**Task description:**
From the first line to the last, print the data exactly.
-------- Records for the task --------
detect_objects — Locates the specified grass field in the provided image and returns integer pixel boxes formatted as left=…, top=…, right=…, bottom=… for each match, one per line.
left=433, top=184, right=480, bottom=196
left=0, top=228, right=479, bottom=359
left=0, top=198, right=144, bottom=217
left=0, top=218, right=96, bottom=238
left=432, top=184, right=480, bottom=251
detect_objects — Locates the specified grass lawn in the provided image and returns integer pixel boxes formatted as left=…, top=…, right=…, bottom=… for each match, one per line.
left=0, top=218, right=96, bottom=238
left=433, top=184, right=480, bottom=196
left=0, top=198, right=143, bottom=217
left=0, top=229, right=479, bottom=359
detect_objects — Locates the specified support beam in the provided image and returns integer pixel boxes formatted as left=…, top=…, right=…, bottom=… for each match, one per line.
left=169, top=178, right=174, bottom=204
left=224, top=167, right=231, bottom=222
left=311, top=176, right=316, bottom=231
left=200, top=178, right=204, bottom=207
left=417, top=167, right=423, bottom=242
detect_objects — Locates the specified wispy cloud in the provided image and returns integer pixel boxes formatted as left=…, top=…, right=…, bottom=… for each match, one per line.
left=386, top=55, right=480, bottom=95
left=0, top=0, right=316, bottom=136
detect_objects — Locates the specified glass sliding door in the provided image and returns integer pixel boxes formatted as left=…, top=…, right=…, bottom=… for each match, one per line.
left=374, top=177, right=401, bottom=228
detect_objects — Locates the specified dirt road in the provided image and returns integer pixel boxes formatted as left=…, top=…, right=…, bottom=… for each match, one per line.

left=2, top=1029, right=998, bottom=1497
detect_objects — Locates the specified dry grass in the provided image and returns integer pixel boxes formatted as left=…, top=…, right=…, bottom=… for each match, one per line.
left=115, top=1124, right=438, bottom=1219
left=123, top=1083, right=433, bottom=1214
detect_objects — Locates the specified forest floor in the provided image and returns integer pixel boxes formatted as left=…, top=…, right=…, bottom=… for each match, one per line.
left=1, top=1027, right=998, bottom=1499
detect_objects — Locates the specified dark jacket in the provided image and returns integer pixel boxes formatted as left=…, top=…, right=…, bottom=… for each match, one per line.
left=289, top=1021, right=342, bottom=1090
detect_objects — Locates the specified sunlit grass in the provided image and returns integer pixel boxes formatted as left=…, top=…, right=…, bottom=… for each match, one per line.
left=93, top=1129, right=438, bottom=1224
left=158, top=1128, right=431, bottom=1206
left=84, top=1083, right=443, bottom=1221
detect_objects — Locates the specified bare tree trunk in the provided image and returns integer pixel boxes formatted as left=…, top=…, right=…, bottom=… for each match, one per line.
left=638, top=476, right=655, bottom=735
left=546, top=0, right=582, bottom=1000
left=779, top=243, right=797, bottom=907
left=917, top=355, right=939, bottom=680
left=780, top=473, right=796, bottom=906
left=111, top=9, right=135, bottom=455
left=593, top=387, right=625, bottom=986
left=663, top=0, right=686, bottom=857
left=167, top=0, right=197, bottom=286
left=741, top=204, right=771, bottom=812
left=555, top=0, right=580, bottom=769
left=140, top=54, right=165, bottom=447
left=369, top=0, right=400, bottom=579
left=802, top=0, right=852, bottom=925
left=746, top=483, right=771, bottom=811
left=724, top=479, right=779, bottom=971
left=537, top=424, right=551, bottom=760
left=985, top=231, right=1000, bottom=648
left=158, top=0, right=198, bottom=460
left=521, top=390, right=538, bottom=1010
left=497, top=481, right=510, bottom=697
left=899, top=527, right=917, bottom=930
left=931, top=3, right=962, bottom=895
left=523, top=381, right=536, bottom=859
--------
**Response:**
detect_objects — Locates the specified grass field in the provided image and returns integer pixel boxes formatted as left=…, top=…, right=…, bottom=… for each match, one per line.
left=433, top=184, right=480, bottom=196
left=0, top=228, right=479, bottom=359
left=0, top=198, right=144, bottom=217
left=0, top=218, right=96, bottom=238
left=432, top=184, right=480, bottom=251
detect_objects — Locates the specified grass lawn in the provided image and returns integer pixel boxes formatted as left=…, top=…, right=…, bottom=… for each match, one per line.
left=0, top=218, right=96, bottom=238
left=433, top=184, right=480, bottom=196
left=0, top=198, right=143, bottom=217
left=0, top=229, right=479, bottom=359
detect_objects — Locates the specified support beam in the provided image and returns integer pixel boxes formatted as left=…, top=…, right=…, bottom=… for each match, one per line.
left=169, top=178, right=174, bottom=204
left=224, top=167, right=231, bottom=222
left=311, top=176, right=316, bottom=231
left=200, top=178, right=204, bottom=207
left=417, top=167, right=423, bottom=242
detect_objects — Locates the specified wispy cloud in the provided image and returns integer pixel boxes formatted as left=…, top=…, right=…, bottom=… for each match, one per line.
left=386, top=55, right=480, bottom=95
left=0, top=0, right=316, bottom=136
detect_objects — Locates the specified glass sliding door in the provided image and returns integer pixel boxes formatted as left=…, top=…, right=…, bottom=… for each match, one per line.
left=374, top=177, right=401, bottom=228
detect_objects — Locates the specified dirt road in the provided image and returns integer pixel boxes formatted as left=…, top=…, right=…, bottom=… for each match, one per line.

left=2, top=1029, right=998, bottom=1497
detect_objects — Locates the specified dry grass in the provided image and returns integer pixel boxes formatted as left=…, top=…, right=…, bottom=… for each match, one per line.
left=115, top=1124, right=438, bottom=1219
left=123, top=1083, right=433, bottom=1214
detect_objects — Locates the specified forest floor in the provided image and returns integer pixel boxes formatted as left=…, top=…, right=…, bottom=… for each match, one per line.
left=1, top=1027, right=998, bottom=1499
detect_objects — Locates the specified dark jacket in the provided image and returns integer pixel boxes formatted as left=…, top=…, right=…, bottom=… for each match, one per line.
left=289, top=1021, right=342, bottom=1090
detect_objects — Locates the specified sunlit grass in the provided image and returns integer pixel boxes formatted as left=…, top=…, right=…, bottom=… for each match, one per line.
left=93, top=1129, right=438, bottom=1224
left=158, top=1128, right=431, bottom=1206
left=84, top=1083, right=443, bottom=1221
detect_objects — Locates the specified bare tree trunk in the provided image and returns integer pixel boxes formatted as left=…, top=…, right=…, bottom=… for each match, one per line.
left=638, top=476, right=655, bottom=735
left=546, top=0, right=582, bottom=1000
left=779, top=243, right=797, bottom=907
left=917, top=355, right=939, bottom=680
left=780, top=473, right=796, bottom=906
left=111, top=9, right=135, bottom=455
left=593, top=387, right=625, bottom=986
left=663, top=0, right=686, bottom=857
left=167, top=0, right=197, bottom=286
left=741, top=204, right=771, bottom=812
left=555, top=0, right=580, bottom=769
left=140, top=54, right=165, bottom=447
left=369, top=0, right=400, bottom=579
left=802, top=0, right=852, bottom=925
left=746, top=483, right=771, bottom=811
left=724, top=479, right=779, bottom=971
left=537, top=424, right=551, bottom=760
left=985, top=231, right=1000, bottom=648
left=158, top=0, right=198, bottom=460
left=521, top=390, right=538, bottom=1010
left=497, top=481, right=510, bottom=697
left=899, top=527, right=917, bottom=930
left=931, top=3, right=962, bottom=895
left=523, top=381, right=536, bottom=859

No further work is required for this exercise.